● Seitentext:

──────────────────────────────

Nachbereitung zu den Protesten gegen den Naziaufmarsch am 1. Mai in Mannheim

Proteste gegen den Naziaufmarsch am 1. Mai in Mannheim - 1
Info | Ticker

Über 3000 Menschen haben am 1. Mai in Mannheim einen von der NPD unter dem Motto „Wir arbeiten – Brüssel kassiert“ angemeldeten Naziaufmarsch blockiert. In Speyer liefen gut 250 Nazis unter dem Motto „Zeitarbeit ist moderne Sklaverei – Soziale Ausbeutung stoppen!“ durch die Weststadt. Im Folgenden sollen die Gegenproteste am 1. Mai nachbereitet werden. Eine Nachbereitung zu den Naziaktivitäten ist bereits gesondert erfolgt.



 

Mobilisierung im Vorfeld des 1. Mai


Etwa einen Monat vorher wurde bekannt, dass für den 1. Mai ein Naziaufmarsch in Mannheim geplant ist. Sofort danach begann für uns die Mobilisierung gegen den Naziaufmarsch auf zwei Ebenen: Zum Einen mobilisierte das breite gesellschaftliche Bündnis „Mannheim gegen Rechts“ gegen den Naziaufmarsch, zum Anderen haben wir eine autonome Mobilisierung zusammen mit Antifa-Gruppen und Einzelpersonen aus der Region angestoßen und Infoveranstaltungen in Darmstadt, Frankfurt und Heidelberg durchgeführt. Die Mobilisierung mit „Mannheim gegen Rechts“ betrachten wir insgesamt als Erfolg, es zeichnete sich früh eine große Beteiligung an den Protesten gegen den Naziaufmarsch ab, es gab einen klaren Konsens für Blockaden und in Neckarau (dem Stadtteil, in dem der Naziaufmarsch stattfinden sollte) gründete sich das Stadtteilbündnis „Neckarau gegen Rechts“. Ebenso freuen wir uns über die zahlreichen Antifas, die am 1. Mai in Mannheim unterwegs waren, hätten uns aber eine größere Beteiligung erhofft. Dass das Mobilisierungspotential aus Baden-Württemberg und den angrenzenden Bundesländer (Rheinland-Pfalz/ Hessen) nicht ausgeschöpft wurde, erklären wir uns vor allem mit den anderen revolutionären 1.Mai-Aktionen in Baden-Württemberg. Wir finden es jedoch richtig, diese trotz dem kurzfristig angemeldeten Naziaufmarsch stattfinden zu lassen und nicht auf eigene Inhalte zu verzichten. Wir freuen uns daher über die zahlreichen Teilnehmer_innen an den revolutionären 1.Mai-Demonstrationen etwa in Karlsruhe und Stuttgart.

──────────────────────────────

● Datenübersicht:

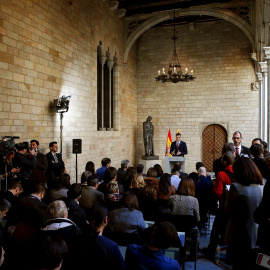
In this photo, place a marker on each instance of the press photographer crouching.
(25, 162)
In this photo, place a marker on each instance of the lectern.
(169, 163)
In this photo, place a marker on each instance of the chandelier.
(175, 73)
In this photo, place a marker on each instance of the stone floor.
(203, 263)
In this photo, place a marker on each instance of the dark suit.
(182, 148)
(53, 166)
(13, 213)
(42, 163)
(32, 211)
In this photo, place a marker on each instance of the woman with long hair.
(244, 197)
(184, 202)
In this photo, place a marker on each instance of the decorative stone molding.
(242, 11)
(263, 66)
(266, 52)
(208, 11)
(132, 25)
(120, 13)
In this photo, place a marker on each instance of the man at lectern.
(178, 148)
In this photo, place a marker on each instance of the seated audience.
(97, 251)
(109, 175)
(199, 165)
(137, 183)
(62, 187)
(265, 146)
(159, 170)
(203, 192)
(106, 163)
(90, 194)
(75, 212)
(58, 224)
(152, 255)
(184, 202)
(84, 177)
(256, 150)
(147, 198)
(166, 189)
(177, 165)
(140, 169)
(127, 218)
(175, 180)
(151, 178)
(33, 211)
(112, 197)
(53, 253)
(244, 197)
(4, 208)
(12, 195)
(130, 172)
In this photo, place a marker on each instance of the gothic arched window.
(106, 73)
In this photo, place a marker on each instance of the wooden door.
(213, 138)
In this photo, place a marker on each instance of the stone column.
(263, 66)
(267, 83)
(110, 65)
(261, 103)
(102, 60)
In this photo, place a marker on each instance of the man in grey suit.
(90, 195)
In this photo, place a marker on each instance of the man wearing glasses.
(239, 148)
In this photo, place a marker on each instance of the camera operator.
(7, 169)
(25, 163)
(42, 163)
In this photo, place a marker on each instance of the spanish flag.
(169, 142)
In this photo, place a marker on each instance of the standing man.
(42, 163)
(239, 148)
(178, 148)
(55, 162)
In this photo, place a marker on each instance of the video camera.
(8, 145)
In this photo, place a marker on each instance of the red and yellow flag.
(168, 145)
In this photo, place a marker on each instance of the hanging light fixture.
(175, 73)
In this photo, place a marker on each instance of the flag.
(168, 145)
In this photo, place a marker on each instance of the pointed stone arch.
(194, 11)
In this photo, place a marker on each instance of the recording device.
(8, 145)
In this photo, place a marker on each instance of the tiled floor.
(205, 264)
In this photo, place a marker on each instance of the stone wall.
(49, 49)
(219, 54)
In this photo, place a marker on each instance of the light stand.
(61, 105)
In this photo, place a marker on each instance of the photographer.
(42, 164)
(7, 169)
(25, 163)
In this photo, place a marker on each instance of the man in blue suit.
(178, 148)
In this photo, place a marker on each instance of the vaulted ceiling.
(136, 7)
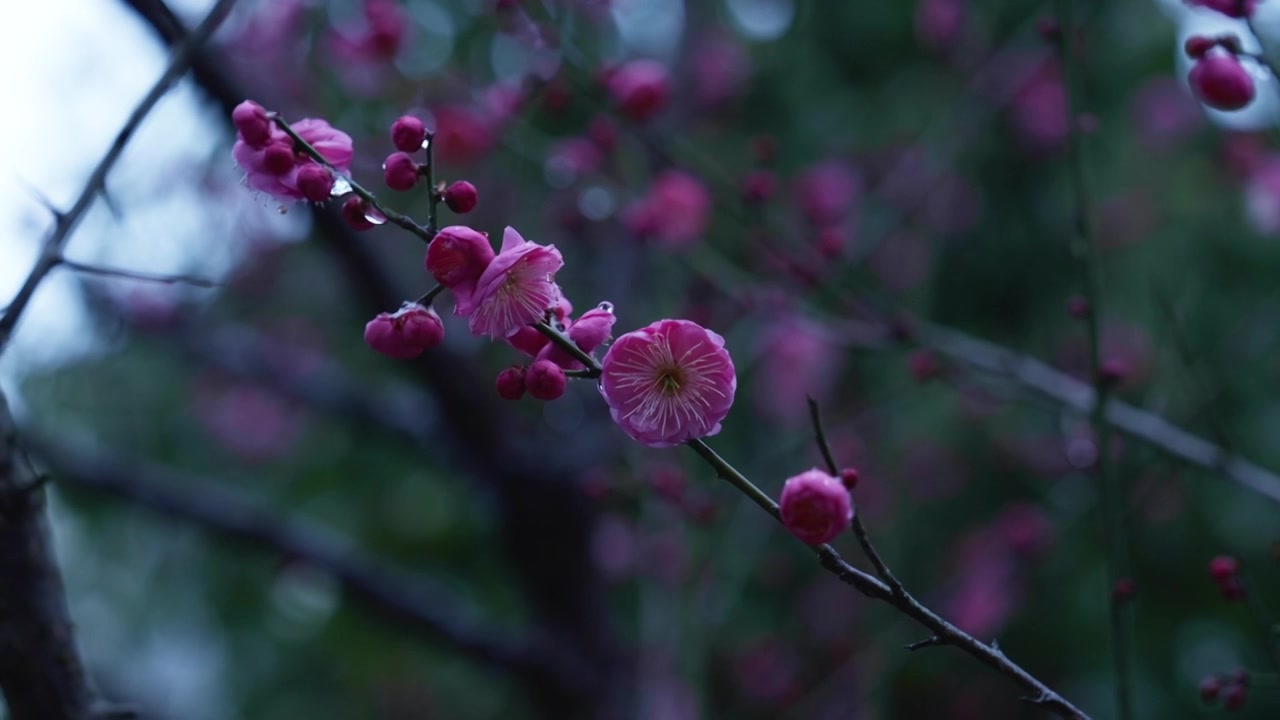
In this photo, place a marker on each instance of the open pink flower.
(816, 506)
(668, 383)
(270, 168)
(515, 290)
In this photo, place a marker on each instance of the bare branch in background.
(41, 673)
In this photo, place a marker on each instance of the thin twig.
(51, 251)
(138, 276)
(856, 523)
(904, 602)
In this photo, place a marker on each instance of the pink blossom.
(516, 290)
(828, 191)
(1164, 114)
(266, 176)
(1040, 109)
(640, 87)
(721, 68)
(938, 23)
(676, 210)
(511, 383)
(668, 383)
(457, 256)
(816, 506)
(250, 422)
(405, 333)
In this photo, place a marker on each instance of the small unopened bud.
(1210, 688)
(315, 182)
(400, 171)
(278, 158)
(1197, 46)
(511, 383)
(408, 133)
(1224, 568)
(461, 197)
(545, 379)
(252, 123)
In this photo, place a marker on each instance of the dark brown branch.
(1148, 427)
(41, 673)
(51, 253)
(40, 666)
(405, 601)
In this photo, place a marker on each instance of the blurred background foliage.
(918, 154)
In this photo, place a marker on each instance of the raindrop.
(341, 186)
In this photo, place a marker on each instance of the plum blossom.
(675, 212)
(274, 167)
(668, 383)
(515, 290)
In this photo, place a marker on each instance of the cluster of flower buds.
(1217, 78)
(816, 506)
(275, 164)
(402, 172)
(1225, 572)
(1232, 689)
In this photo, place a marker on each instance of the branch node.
(927, 642)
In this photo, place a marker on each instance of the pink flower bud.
(640, 89)
(406, 333)
(816, 507)
(1224, 568)
(759, 186)
(252, 123)
(1210, 687)
(511, 383)
(400, 171)
(545, 379)
(457, 256)
(408, 133)
(461, 197)
(1197, 46)
(1221, 82)
(1230, 8)
(278, 158)
(315, 182)
(353, 213)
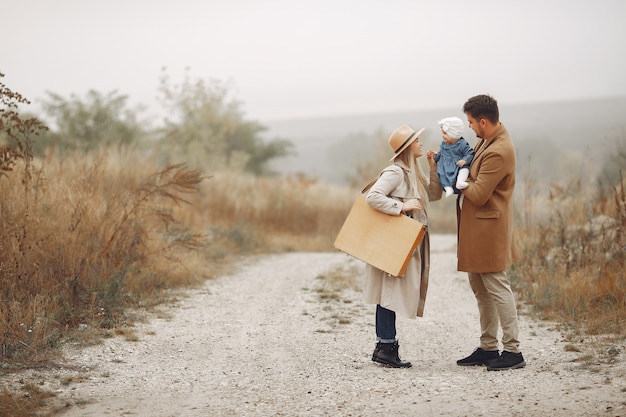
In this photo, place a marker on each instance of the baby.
(454, 156)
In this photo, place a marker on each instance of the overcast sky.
(304, 58)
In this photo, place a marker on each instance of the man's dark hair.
(482, 107)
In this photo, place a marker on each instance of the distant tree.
(613, 166)
(206, 128)
(98, 120)
(16, 132)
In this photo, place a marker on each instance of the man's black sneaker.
(479, 357)
(508, 360)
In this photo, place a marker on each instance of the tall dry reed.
(573, 270)
(82, 242)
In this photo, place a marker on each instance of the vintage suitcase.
(379, 239)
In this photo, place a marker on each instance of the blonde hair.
(418, 181)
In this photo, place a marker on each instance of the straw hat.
(402, 138)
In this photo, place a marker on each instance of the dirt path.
(262, 343)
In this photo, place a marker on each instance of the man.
(486, 246)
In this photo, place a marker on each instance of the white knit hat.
(452, 126)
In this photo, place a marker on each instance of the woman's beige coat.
(405, 295)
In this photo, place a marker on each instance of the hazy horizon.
(288, 60)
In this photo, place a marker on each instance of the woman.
(402, 188)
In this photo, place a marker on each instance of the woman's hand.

──────────────────────────────

● Übungsaufgaben:
A) Beantworte anhand des Seitentexts:
(i) Wie viele Menschen blockierten am 1. Mai in Mannheim den Naziaufmarsch?
(ii) In welchen Städten fanden Infoveranstaltungen statt?
(iii) Welches Stadtteilbündnis gründete sich in Neckarau?
B) Wiederhole den Abschnitt des Seitentexts wortgetreu, beginnend bei „Proteste gegen den“ und endend bei „bereits gesondert erfolgt.“.

● Lösungen:
A)
(i) Über 3000 Menschen.
(ii) In Darmstadt, Frankfurt und Heidelberg.
(iii) „Neckarau gegen Rechts“.

B)
Proteste gegen den Naziaufmarsch am 1. Mai in Mannheim - 1
Info | Ticker

Über 3000 Menschen haben am 1. Mai in Mannheim einen von der NPD unter dem Motto „Wir arbeiten – Brüssel kassiert“ angemeldeten Naziaufmarsch blockiert. In Speyer liefen gut 250 Nazis unter dem Motto „Zeitarbeit ist moderne Sklaverei – Soziale Ausbeutung stoppen!“ durch die Weststadt. Im Folgenden sollen die Gegenproteste am 1. Mai nachbereitet werden. Eine Nachbereitung zu den Naziaktivitäten ist bereits gesondert erfolgt.